Texto do documento
<<<<

No topo das pirâmides do Sol e da Lua... em Tenochtitlán, alguns dias depois. Pelas janelas do autocarro, que ‘escondem o horizonte, empurram o nosso olhar para longe de todo o céu’, sentia ‘la folie’ em modo musical - a melodia que narrava o percurso sobre rodas até Tenochtitlan. Um percurso que me conduzia até uma aldeia, que é ‘tão grande como outra terra qualquer’.
Não era uma calçada qualquer, aquela que atravessei. Através da ‘Calzada de los Muertos’ entrava num mundo ainda muito vivo. Habitado de pedras sobre pedras, cujos cálculos e sentidos posicionais me faziam adivinhar que o seu tamanho não seria a sua altura.

>>>>

Instruções
(A) Para cada afirmação, indique se está de acordo com o texto sobre a viagem a Tenochtitlán, respondendo sim ou não e citando textualmente as palavras que o decidem: (i) O percurso até Tenochtitlán foi feito de autocarro. (ii) A ‘Calzada de los Muertos’ dava entrada num mundo já sem vida. (iii) A aldeia é descrita como mais pequena do que qualquer outra terra.
(B) Prossiga o texto sobre a viagem a Tenochtitlán, começando logo após a última frase apresentada.

Material fornecido
<<<<

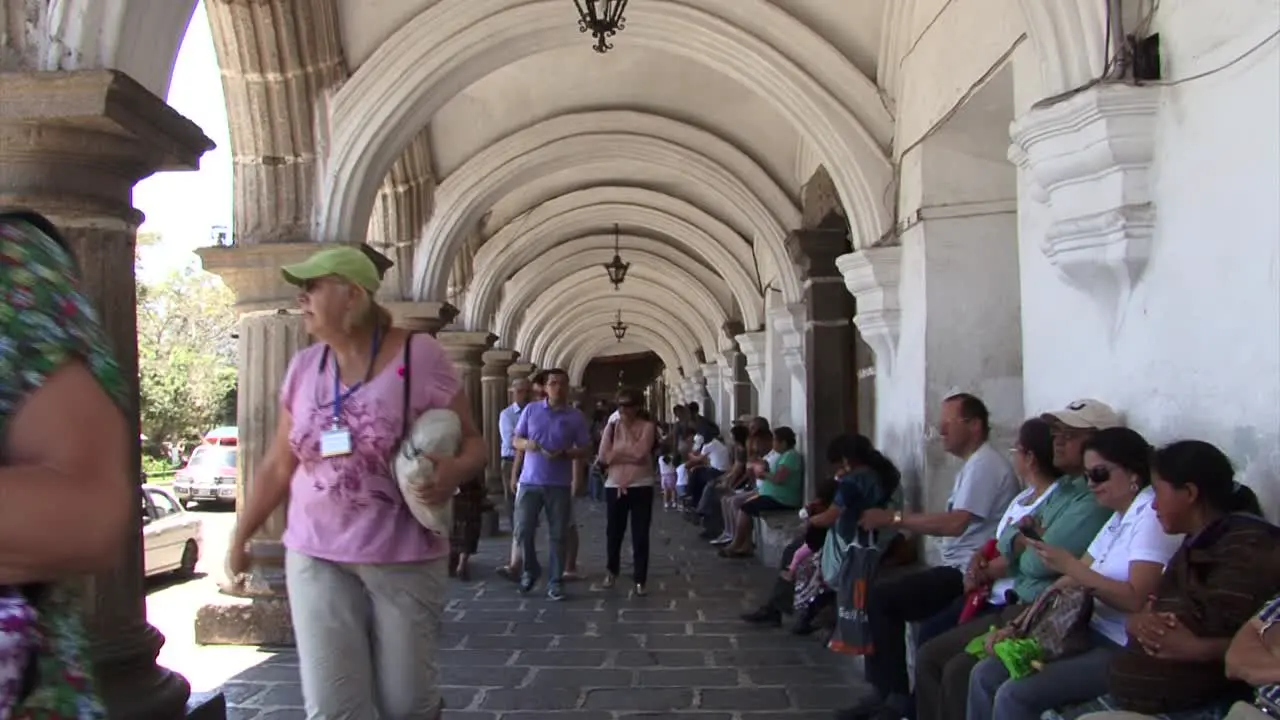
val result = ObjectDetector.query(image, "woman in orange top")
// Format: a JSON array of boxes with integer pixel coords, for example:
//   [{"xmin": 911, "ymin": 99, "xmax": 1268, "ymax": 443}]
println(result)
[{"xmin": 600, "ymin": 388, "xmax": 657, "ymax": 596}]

>>>>
<<<<

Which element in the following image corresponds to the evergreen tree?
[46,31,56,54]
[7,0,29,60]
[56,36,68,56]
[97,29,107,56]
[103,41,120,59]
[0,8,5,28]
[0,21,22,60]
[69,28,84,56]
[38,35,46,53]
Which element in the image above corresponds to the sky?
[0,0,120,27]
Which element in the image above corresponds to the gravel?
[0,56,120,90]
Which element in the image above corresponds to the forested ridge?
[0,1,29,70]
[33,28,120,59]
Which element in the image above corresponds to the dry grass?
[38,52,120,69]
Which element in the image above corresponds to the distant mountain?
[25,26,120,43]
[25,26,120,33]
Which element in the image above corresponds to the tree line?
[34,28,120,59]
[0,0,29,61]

>>>>

Respostas esperadas
(A)
(i) Sim: "Pelas janelas do autocarro".
(ii) Não: "entrava num mundo ainda muito vivo".
(iii) Não: "uma aldeia, que é ‘tão grande como outra terra qualquer’".

(B)
A ‘Plaza de la Luna’, um dos espaços sagrados mais importantes na cidade asteca. Um espaço aberto com um altar, a plataforma das coisas imperfeitas, aquelas sacrificadas para um mundo que se desejava mais perfeito. A imagem da deusa das águas, a companheira do deus das trovoadas, ainda permanece na praça ‘lunar’, como que testemunhando cada turista mais ou menos curioso, mais ou menos distraído, mais ou menos pequeno e pobre. Dependendo do alcance do olhar. O que os meus olhos me davam, ao subir a Pirâmide do Sol era uma riqueza que, depois de capturada, ficou bem guardada num baú, cuja chave, mesmo que perdida, salva está... pela memória ‘que aqui na minha casa no cimo deste outeiro’, me mostra mais uma vez que ‘eu sou do tamanho do que vejo’.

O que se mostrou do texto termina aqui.